:: Document section ::
▼

*EASTBIO* Protein kinase regulation of cell polarity: a phosphoproteomics approach

Nearly all eukaryotic cells are polarised—they have an internal architecture and/or external (i.e. cell surface) organisation that gives them a front and a back, a top and a bottom, or proximal and distal regions. Cell polarity enables specific functions such as cell growth, migration, asymmetric division (e.g. stem cells), and orientation within tissues.

Our laboratory studies cell polarity in fission yeast S. pombe, a unicellular model organism most widely known for its role in elucidation of the fundamental mechanisms of cell cycle control conserved throughout all eukaryotes. Fission yeast are also extremely well suited to studies of cell polarity, as they are highly polarised rod-shaped cells. During interphase, they grow by extension, depositing new plasma membrane and cell wall at cell tips; during mitosis, they reorient polarity and growth to the middle of the cell, to form a septum that divides the cell by medial fission. Recently we have shown the importance of protein kinases in the regulation of fission yeast cell polarised growth [1,2]. Using phosphoproteomics methods, we identified novel substrates of protein kinases involved in cell polarity and showed how their phosphorylation contributes to polarised growth [2].

This interdisciplinary PhD project will investigate the role of NDR kinases in fission yeast cell polarity, combining phosphoproteomics and mass spectrometry “big data” approaches with yeast genetics and cell biology. NDR kinases are conserved in eukaryotes and are particularly important in cell differentiation as well as cell polarity during development (e.g. the “Hippo” pathway). Most organisms have a small total number (two to four) of NDR kinases, with overlapping functions. In fission yeast, the two NDR kinases are similar in sequence, but they have distinct functions in regulating cell polarity. The goal of the PhD project will be to understand how these two NDR kinases regulate distinct aspects of polarity.

▲

:: Problem to solve ::
According to the project description, how many NDR kinases does fission yeast have? The items are separate from the project description and have no connection to it.

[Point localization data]
▼

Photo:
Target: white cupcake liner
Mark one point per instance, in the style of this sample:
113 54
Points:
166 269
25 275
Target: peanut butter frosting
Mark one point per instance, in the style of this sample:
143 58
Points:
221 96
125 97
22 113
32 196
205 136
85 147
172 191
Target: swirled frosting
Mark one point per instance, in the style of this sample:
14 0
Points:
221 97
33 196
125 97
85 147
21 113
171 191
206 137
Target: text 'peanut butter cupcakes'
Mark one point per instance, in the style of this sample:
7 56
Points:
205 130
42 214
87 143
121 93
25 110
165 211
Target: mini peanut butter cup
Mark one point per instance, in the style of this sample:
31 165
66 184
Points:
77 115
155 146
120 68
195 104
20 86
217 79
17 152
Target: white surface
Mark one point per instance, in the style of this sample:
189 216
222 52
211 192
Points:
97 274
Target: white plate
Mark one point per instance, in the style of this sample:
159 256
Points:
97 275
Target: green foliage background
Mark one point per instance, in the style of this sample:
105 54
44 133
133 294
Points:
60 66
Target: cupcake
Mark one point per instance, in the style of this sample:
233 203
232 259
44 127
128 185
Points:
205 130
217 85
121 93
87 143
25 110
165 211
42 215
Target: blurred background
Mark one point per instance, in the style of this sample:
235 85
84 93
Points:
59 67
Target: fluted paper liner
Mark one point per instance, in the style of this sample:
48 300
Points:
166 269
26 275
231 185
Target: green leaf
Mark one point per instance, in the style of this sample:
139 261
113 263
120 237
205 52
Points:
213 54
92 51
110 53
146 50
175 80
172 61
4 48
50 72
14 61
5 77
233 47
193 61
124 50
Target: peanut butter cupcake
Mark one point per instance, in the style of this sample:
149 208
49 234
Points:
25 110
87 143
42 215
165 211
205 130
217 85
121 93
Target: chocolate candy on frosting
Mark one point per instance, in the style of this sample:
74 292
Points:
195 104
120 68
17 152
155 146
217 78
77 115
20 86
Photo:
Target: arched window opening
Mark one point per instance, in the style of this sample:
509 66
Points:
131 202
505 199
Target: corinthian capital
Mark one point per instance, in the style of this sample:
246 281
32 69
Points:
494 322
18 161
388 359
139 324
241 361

▲

:: Reply to the exercise ::
Fission yeast has two NDR kinases.